* WRITTEN TASK *
Could you copy out every line of the entries below, requests included, offsetting each coordinate in the answer outlines by 63? Leave the numbers in the requests and their format samples unchanged.
======== EXERCISE DATA ========
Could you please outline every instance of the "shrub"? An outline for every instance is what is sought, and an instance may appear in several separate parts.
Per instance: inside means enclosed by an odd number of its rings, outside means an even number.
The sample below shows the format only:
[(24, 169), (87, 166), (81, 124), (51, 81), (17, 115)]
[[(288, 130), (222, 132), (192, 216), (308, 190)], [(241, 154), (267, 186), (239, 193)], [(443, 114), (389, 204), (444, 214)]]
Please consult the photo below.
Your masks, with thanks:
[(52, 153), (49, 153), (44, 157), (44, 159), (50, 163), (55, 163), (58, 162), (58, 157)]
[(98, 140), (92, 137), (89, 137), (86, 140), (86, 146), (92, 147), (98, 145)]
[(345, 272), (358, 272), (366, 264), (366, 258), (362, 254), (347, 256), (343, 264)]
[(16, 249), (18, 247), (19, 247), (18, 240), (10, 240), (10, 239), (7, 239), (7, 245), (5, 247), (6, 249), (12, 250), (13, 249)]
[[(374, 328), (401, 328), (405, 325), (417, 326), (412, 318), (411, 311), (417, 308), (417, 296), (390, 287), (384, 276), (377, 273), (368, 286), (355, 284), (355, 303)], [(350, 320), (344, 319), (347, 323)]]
========
* FULL ANSWER *
Could you please outline every instance of the "shrub"? An outline for every instance is what is sought, and an instance may appear in several separate parts.
Per instance: inside means enclosed by an odd number of its rings, outside means an even number.
The sample below shows the format only:
[(24, 169), (87, 166), (81, 124), (51, 81), (17, 115)]
[[(288, 130), (222, 132), (192, 216), (308, 190)], [(241, 154), (267, 186), (239, 193)], [(443, 114), (389, 204), (444, 214)]]
Please consult the photo below.
Your masks, with thanks:
[(115, 216), (112, 216), (107, 220), (107, 222), (113, 226), (118, 226), (121, 225), (121, 220)]
[(161, 203), (155, 200), (152, 200), (149, 203), (149, 209), (155, 210), (161, 208)]
[(408, 335), (421, 335), (429, 327), (429, 321), (425, 317), (410, 319), (406, 327)]
[(79, 312), (81, 310), (82, 310), (81, 303), (73, 303), (73, 302), (70, 302), (70, 308), (68, 310), (69, 312), (75, 313), (76, 312)]
[[(437, 391), (464, 391), (468, 388), (480, 389), (475, 381), (474, 374), (480, 371), (480, 359), (453, 350), (447, 339), (440, 336), (431, 349), (418, 347), (418, 366)], [(413, 383), (407, 382), (410, 386)]]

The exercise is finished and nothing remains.